Before the entries, summarize the passage on the civilian surge in Afghanistan in two sentences.

### DOCUMENT SEGMENT
>> BEGIN

That effort requires an unprecedented coordination among U.S. government agencies and aid organizations – described by a senior Pentagon official as "probably one of the most complex operations our government has ever undertaken.''
"We have to get this right – lives depend on it,'' said
Michele Flournoy, Defense Secretary Robert Gates' top policy aide.
Yet the "surge'' of American civilians to implement this effort lags far behind, according to aid officials and senior U.S. military commanders in Afghanistan.
For instance, the interagency task force headed
by Richard Holbrooke, Obama's special envoy for Afghanistan and Pakistan, is overseeing the hiring and training of at least 400 civilian experts.
But they are not expected to be at work in Afghanistan until next spring, U.S. officials said.
A congressional hearing was called last week to examine the "civilian surge'' and why it is taking so long to implement.
Pentagon and State Department officials appeared in a packed hearing room of the House Oversight and Government Reform Committee.
But after a 15-minute wait, the hearing was postponed, indefinitely.
Congressmen were too busy to attend the hearing, it turned out.
They were voting on, among other legislation, a measure that prohibits the federal government from purchasing light bulbs without the power-saving "Energy Star'' designation by the Federal Energy Management Program.

>> END

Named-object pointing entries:
>> BEGIN

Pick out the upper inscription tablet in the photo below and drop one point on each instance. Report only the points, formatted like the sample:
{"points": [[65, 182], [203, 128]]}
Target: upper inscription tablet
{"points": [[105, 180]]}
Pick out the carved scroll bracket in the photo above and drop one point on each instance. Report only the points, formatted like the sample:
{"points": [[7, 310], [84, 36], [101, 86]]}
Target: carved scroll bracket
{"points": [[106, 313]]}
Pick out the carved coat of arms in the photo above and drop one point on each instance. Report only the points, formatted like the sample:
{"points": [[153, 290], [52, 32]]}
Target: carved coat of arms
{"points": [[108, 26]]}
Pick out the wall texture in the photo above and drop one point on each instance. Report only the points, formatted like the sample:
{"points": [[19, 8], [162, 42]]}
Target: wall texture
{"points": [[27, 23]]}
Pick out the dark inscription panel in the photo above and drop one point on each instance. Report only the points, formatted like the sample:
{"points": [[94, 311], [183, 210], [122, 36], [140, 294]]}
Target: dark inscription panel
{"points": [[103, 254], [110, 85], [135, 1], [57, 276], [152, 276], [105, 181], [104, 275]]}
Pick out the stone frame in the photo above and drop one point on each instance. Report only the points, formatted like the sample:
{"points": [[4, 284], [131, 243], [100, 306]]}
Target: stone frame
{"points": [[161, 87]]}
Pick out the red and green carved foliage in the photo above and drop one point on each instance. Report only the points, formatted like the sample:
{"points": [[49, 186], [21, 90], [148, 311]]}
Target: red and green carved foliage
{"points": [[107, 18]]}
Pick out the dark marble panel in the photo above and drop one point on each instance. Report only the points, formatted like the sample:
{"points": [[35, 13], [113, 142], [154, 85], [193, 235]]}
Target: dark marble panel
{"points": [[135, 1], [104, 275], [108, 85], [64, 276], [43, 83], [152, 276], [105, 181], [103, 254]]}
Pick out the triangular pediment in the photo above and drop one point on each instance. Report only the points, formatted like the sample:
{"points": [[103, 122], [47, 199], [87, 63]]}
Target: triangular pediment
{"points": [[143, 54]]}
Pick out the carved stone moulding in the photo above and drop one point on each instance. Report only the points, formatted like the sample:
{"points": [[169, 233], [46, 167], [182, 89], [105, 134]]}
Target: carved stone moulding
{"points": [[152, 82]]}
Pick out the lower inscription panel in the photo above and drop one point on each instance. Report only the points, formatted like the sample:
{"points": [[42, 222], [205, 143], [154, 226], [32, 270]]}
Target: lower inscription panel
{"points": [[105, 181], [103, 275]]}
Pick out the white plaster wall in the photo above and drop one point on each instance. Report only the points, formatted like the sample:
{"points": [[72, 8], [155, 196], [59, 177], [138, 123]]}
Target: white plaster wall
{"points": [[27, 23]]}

>> END

### FULL SOLUTION
The Afghanistan effort requires unprecedented coordination among U.S. government agencies and aid organizations, yet the surge of American civilians to carry it out lags far behind, with at least 400 civilian experts not expected at work there until next spring. A House hearing called to examine the delay was postponed indefinitely because congressmen were busy voting, including on a measure barring federal purchases of light bulbs without the "Energy Star" designation.